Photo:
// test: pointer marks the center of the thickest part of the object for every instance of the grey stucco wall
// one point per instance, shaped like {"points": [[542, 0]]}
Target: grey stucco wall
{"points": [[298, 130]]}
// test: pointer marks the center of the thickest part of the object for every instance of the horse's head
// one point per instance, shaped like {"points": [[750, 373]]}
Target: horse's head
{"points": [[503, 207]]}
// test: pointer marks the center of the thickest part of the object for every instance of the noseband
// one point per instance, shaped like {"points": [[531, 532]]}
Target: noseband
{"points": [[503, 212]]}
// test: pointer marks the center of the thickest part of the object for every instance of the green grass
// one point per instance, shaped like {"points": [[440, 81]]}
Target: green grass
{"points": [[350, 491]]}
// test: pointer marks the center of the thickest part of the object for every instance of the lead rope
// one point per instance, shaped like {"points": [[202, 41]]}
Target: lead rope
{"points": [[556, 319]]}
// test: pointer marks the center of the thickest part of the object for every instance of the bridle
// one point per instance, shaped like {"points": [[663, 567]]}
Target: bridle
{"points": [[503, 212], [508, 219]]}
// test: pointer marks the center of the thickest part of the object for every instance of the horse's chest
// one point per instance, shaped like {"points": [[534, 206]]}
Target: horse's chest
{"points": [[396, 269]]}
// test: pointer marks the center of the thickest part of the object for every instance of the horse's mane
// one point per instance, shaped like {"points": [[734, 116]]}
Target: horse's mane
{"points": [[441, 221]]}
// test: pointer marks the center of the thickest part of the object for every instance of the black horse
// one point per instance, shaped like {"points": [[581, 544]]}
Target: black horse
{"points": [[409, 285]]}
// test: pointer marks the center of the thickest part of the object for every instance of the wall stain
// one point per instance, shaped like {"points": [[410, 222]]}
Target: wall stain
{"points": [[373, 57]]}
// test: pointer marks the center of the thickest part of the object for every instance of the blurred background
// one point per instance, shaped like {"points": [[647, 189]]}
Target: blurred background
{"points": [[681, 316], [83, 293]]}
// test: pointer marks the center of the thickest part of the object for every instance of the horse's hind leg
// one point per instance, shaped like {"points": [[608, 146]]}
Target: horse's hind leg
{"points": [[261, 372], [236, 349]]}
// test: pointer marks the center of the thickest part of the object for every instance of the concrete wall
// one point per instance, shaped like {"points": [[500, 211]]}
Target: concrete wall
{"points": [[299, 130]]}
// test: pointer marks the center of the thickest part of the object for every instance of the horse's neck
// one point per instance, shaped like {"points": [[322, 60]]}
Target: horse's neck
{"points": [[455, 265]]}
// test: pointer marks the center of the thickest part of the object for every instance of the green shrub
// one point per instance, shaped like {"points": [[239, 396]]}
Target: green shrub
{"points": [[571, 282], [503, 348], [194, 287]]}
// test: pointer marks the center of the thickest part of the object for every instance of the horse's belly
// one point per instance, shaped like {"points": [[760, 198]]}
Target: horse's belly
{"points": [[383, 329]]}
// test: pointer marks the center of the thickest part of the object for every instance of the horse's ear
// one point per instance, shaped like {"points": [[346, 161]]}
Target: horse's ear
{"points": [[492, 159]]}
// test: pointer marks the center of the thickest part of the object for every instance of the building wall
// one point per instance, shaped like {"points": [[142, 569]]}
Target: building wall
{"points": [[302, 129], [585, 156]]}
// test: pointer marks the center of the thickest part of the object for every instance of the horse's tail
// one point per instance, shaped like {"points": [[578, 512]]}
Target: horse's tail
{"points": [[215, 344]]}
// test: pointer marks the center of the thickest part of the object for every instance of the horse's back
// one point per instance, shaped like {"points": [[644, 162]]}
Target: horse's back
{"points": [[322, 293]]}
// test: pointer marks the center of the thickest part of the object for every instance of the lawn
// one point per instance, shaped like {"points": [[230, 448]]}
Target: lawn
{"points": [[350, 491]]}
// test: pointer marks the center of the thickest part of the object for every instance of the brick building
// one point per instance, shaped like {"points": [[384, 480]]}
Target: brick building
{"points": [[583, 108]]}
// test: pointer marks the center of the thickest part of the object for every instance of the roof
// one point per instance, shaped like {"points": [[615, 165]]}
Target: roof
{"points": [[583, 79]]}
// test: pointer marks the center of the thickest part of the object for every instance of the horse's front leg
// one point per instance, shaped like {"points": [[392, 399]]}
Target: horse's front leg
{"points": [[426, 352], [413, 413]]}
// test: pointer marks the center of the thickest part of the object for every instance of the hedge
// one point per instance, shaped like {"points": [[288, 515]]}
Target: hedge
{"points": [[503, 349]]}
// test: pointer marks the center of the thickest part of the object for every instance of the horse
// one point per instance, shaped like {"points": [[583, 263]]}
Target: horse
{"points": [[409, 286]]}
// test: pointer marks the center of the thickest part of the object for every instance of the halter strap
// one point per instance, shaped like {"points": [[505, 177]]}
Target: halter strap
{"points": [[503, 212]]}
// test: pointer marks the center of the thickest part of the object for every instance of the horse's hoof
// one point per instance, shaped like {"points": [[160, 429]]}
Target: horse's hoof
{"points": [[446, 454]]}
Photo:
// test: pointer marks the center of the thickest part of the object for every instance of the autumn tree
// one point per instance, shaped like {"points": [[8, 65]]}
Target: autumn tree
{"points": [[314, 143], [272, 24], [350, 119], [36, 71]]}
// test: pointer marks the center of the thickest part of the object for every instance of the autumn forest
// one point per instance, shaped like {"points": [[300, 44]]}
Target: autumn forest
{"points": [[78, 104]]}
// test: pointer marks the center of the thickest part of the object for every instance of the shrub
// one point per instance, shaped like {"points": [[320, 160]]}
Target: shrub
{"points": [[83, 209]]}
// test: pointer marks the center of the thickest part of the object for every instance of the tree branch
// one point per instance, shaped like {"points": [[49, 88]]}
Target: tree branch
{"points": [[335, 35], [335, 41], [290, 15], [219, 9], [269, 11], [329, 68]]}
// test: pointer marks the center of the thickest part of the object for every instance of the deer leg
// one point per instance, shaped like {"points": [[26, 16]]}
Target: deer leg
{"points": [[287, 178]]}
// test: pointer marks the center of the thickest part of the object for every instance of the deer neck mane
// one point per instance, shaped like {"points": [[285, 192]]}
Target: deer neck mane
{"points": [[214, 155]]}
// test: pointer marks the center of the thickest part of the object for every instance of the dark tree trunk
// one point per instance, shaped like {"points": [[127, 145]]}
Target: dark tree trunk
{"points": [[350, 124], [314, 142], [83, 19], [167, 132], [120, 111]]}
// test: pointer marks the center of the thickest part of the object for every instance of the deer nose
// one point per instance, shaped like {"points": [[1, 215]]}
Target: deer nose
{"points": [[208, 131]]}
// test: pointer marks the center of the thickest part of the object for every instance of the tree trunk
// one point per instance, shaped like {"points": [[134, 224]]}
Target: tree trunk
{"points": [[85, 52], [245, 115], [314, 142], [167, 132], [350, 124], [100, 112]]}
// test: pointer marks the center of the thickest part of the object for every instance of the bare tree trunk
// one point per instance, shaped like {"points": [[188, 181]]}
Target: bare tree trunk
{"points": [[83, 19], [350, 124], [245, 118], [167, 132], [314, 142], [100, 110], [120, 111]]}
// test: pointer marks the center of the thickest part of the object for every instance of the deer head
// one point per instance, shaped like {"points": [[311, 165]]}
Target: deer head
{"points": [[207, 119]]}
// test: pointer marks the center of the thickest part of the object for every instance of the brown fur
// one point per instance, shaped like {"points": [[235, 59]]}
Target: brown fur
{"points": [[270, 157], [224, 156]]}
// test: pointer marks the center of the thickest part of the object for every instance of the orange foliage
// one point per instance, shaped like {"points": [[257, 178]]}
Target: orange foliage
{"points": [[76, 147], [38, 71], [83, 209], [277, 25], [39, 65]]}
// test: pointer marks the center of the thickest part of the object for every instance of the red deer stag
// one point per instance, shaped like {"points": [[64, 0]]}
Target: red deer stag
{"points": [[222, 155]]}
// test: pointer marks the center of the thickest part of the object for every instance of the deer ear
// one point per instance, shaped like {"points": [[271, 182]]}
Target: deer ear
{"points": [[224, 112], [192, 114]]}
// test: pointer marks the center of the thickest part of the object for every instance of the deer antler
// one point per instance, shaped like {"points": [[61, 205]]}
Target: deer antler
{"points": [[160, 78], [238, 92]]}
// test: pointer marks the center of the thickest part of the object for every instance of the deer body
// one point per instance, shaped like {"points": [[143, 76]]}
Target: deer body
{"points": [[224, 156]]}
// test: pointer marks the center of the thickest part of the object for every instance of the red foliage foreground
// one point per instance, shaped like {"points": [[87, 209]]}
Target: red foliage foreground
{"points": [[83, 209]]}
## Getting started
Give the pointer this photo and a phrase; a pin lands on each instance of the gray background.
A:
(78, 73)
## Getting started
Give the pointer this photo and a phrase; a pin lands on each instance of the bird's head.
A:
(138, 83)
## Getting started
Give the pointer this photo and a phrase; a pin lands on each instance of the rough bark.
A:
== == ==
Instructions for the task:
Taking the material above, say how many lines have "this" in them, and give no other output.

Answer section:
3